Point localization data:

:::::

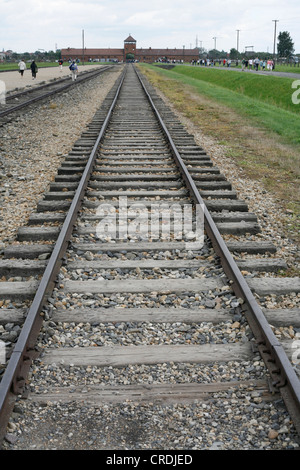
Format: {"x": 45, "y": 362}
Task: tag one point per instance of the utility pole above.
{"x": 237, "y": 39}
{"x": 275, "y": 21}
{"x": 83, "y": 47}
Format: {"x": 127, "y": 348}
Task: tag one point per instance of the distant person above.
{"x": 22, "y": 67}
{"x": 74, "y": 69}
{"x": 34, "y": 69}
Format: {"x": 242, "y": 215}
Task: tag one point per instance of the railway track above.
{"x": 115, "y": 271}
{"x": 16, "y": 101}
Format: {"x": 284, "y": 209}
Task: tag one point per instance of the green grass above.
{"x": 261, "y": 138}
{"x": 266, "y": 100}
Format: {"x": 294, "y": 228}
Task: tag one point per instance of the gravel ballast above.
{"x": 240, "y": 418}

:::::

Activity:
Copy out, in full, each line above that has the word "Format" in it.

Written reply:
Format: {"x": 45, "y": 362}
Format: {"x": 127, "y": 348}
Format: {"x": 242, "y": 215}
Format: {"x": 284, "y": 209}
Format: {"x": 294, "y": 228}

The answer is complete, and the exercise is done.